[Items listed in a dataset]
**********
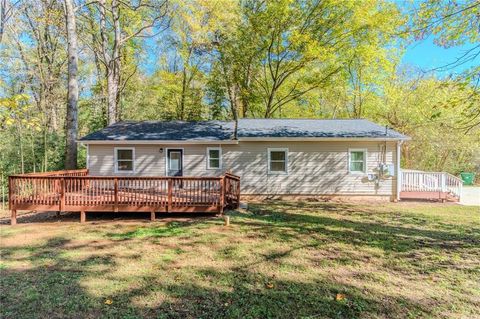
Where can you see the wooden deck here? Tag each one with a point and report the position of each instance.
(76, 191)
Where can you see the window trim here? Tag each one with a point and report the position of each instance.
(116, 149)
(277, 149)
(365, 154)
(214, 148)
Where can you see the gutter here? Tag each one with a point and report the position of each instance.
(247, 139)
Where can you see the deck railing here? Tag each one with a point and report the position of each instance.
(435, 182)
(77, 191)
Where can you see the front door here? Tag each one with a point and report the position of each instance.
(175, 162)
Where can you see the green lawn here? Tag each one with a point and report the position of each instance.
(276, 260)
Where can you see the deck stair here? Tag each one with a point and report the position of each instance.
(430, 185)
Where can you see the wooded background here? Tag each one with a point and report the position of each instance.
(69, 67)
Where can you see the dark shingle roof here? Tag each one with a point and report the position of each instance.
(247, 128)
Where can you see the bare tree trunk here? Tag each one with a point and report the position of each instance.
(72, 103)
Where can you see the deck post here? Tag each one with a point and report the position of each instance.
(170, 192)
(115, 194)
(83, 216)
(62, 194)
(13, 219)
(222, 194)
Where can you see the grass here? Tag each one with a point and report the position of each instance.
(276, 260)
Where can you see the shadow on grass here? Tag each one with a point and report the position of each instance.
(288, 222)
(53, 288)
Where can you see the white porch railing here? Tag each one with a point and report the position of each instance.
(442, 182)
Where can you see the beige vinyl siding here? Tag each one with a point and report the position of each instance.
(314, 168)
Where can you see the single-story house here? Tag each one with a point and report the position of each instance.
(271, 156)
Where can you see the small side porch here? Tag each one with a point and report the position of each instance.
(77, 191)
(440, 186)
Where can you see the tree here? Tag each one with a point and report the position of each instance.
(114, 25)
(453, 23)
(72, 100)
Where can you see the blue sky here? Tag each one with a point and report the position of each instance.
(426, 55)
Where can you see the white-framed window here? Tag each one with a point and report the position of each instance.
(214, 158)
(278, 160)
(357, 160)
(124, 159)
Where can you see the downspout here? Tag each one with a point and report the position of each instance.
(399, 172)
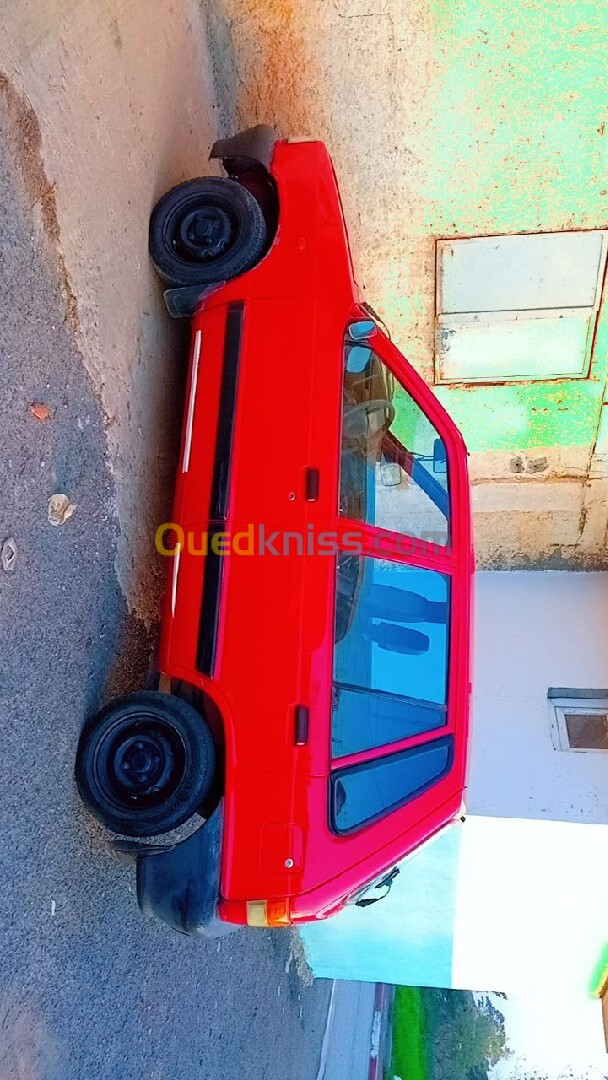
**********
HOW TO COMPLETE THIS TASK:
Retype exactly the lines from the line containing "Where can you see the small" through the end of the entries above, including both ends, and leave every picture out.

RESPONSE TO THE TASK:
Where can you see the small side porch here? Tag each one with a point and report the position of each instance.
(77, 191)
(440, 186)
Where can you see the tree here? Tag each one with a point and report the position of each instance.
(114, 25)
(453, 23)
(72, 100)
Where can you see the blue sky here? Tag each one with a point and report the position of each instance.
(426, 55)
Where can you see the white-framed window here? Tag each one with a point and report the position of each instance.
(214, 158)
(278, 160)
(357, 160)
(124, 159)
Where can you see the downspout here? Tag each one with a point and report the position of each instance.
(399, 172)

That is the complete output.